» Work to complete
Every record should be written out again in full, with no character altered.

» Task input
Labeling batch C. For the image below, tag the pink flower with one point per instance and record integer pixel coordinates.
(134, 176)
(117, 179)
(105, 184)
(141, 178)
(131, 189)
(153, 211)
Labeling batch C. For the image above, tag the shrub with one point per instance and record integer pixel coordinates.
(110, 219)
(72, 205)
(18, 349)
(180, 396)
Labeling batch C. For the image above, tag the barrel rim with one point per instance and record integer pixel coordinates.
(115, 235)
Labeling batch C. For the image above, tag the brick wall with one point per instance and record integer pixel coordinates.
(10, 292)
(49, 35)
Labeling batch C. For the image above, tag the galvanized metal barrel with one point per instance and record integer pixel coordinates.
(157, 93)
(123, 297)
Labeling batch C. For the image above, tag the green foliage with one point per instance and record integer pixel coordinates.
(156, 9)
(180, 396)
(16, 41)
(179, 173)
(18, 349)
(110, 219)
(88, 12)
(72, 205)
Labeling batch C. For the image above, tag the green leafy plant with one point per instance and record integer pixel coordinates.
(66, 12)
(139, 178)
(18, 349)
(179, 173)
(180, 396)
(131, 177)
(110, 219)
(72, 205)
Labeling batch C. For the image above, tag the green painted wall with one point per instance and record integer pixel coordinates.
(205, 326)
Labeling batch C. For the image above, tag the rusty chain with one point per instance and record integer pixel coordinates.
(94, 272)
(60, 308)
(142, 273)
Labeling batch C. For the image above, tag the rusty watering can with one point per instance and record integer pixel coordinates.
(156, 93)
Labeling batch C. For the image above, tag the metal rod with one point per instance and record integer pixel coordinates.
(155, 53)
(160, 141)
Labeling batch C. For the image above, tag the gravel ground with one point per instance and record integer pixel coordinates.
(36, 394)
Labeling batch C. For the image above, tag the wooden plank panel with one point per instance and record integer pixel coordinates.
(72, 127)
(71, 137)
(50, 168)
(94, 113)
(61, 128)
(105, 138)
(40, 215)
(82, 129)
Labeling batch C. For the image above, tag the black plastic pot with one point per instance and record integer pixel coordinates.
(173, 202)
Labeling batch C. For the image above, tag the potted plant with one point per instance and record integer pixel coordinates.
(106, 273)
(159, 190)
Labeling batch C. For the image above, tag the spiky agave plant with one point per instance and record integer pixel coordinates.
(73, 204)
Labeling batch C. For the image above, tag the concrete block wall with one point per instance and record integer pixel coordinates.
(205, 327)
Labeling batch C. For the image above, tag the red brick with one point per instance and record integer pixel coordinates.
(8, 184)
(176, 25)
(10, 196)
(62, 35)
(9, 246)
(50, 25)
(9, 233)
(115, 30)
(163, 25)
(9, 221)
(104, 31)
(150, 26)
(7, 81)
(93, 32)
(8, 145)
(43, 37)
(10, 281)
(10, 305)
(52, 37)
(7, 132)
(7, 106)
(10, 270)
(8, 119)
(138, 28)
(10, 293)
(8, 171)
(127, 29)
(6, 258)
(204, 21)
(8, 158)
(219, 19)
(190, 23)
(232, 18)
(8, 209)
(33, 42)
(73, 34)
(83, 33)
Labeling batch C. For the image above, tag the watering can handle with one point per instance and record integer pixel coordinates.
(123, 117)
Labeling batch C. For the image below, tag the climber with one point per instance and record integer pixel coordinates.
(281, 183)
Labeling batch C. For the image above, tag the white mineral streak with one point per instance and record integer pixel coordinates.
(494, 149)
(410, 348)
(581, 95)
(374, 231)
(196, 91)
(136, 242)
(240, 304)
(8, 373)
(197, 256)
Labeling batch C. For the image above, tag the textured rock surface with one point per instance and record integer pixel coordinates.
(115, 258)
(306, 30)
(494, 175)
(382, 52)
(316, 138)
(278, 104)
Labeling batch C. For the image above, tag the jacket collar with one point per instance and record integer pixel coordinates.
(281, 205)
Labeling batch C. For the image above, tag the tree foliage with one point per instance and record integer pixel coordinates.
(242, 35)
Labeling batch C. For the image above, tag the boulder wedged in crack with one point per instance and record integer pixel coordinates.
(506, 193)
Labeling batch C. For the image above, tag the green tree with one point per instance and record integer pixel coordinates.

» Task result
Labeling batch C. For the image below, tag the pink flower with one point per instance and record integer pixel coordinates.
(134, 176)
(117, 179)
(105, 184)
(141, 178)
(131, 189)
(153, 211)
Labeling batch C. For the image above, tag the shrub with one point per instance and record integer pixel coordinates.
(110, 219)
(72, 205)
(18, 349)
(180, 396)
Labeling batch C. For the image above, tag the barrel rim with one point per instance and record integer pixel coordinates.
(115, 235)
Labeling batch C. For the image above, tag the brick wall with one point per instance and record integer pixel coordinates.
(10, 292)
(49, 35)
Labeling batch C. For the image above, tag the galvanized metal barrel with one point per instance and record integer pixel coordinates.
(157, 93)
(123, 297)
Labeling batch C. For the image above, tag the green foliage with one point per instance and record integer pixel coordinates.
(156, 9)
(180, 396)
(16, 41)
(179, 173)
(18, 349)
(110, 219)
(88, 12)
(72, 205)
Labeling batch C. For the image above, tag the green leafy plant with one point per instance and record integer pixel coordinates.
(66, 12)
(139, 178)
(18, 349)
(179, 173)
(180, 396)
(131, 177)
(110, 219)
(72, 205)
Labeling batch C. For the image above, tag the green painted wall with one point per instance and record integer pixel coordinates.
(205, 326)
Labeling batch C. For the image above, tag the rusty chain with one point per instance and record integer pixel coordinates.
(94, 272)
(60, 308)
(142, 273)
Labeling batch C. For the image above, tag the rusty watering can with one point per instance and record integer pixel coordinates.
(156, 93)
Labeling batch C. For the image above, tag the metal rod with one point per instance and record integer pixel coordinates.
(155, 53)
(160, 141)
Labeling batch C. For the image above, tag the gravel ground with one point per instance and record integer pixel coordinates.
(36, 394)
Labeling batch C. For the image above, tag the wooden plank panel with one point per instance and record integer pixel coordinates.
(72, 127)
(71, 137)
(50, 168)
(94, 113)
(61, 128)
(105, 138)
(40, 215)
(82, 129)
Labeling batch C. For the image above, tag the black plastic pot with one point per instance and record integer pixel coordinates.
(173, 202)
Labeling batch C. For the image above, tag the potted plant with one point per instance and record integer pixel coordinates.
(106, 273)
(159, 190)
Labeling batch C. For the image above, tag the spiky agave plant with one point per instance and record integer pixel coordinates.
(73, 204)
Labeling batch C. For the image above, tag the concrete block wall with one point per instance and record integer pixel coordinates.
(205, 327)
Labeling batch C. For the image above, tag the red brick with one point per instance and record integer pixel coordinates.
(8, 184)
(176, 25)
(10, 196)
(62, 35)
(9, 246)
(50, 25)
(9, 233)
(115, 30)
(163, 25)
(9, 221)
(104, 31)
(150, 26)
(7, 81)
(93, 32)
(8, 145)
(43, 37)
(10, 281)
(10, 305)
(52, 37)
(7, 132)
(7, 106)
(10, 270)
(8, 119)
(138, 28)
(10, 293)
(8, 171)
(127, 29)
(6, 258)
(204, 21)
(8, 158)
(219, 19)
(190, 23)
(232, 18)
(8, 209)
(33, 42)
(73, 34)
(83, 33)
Labeling batch C. For the image above, tag the watering can handle with one point per instance and record integer pixel coordinates.
(123, 117)
Labeling batch C. For the image below, tag the climber with one point per instance and record integer pixel coordinates.
(281, 183)
Labeling batch C. For the image above, tag the white mineral streak with one point per instance and record integer pixel coordinates.
(494, 149)
(410, 348)
(581, 95)
(374, 231)
(196, 91)
(136, 242)
(240, 304)
(8, 373)
(197, 256)
Labeling batch C. For the image above, tag the textured rock surface with one point per instance and record integer pixel coordinates.
(115, 258)
(306, 30)
(494, 175)
(382, 52)
(316, 138)
(278, 104)
Labeling batch C. For the image above, tag the jacket collar with one point per instance and record integer pixel coordinates.
(281, 205)
Labeling batch C. For the image above, tag the tree foliage with one point per instance and record integer pixel coordinates.
(242, 35)
Labeling batch C. For the image above, tag the boulder wedged in crack with one point per instance and record integer pixel coordinates.
(506, 193)
Labeling batch C. For the image above, tag the green tree with one point per instance and record integer pixel coordinates.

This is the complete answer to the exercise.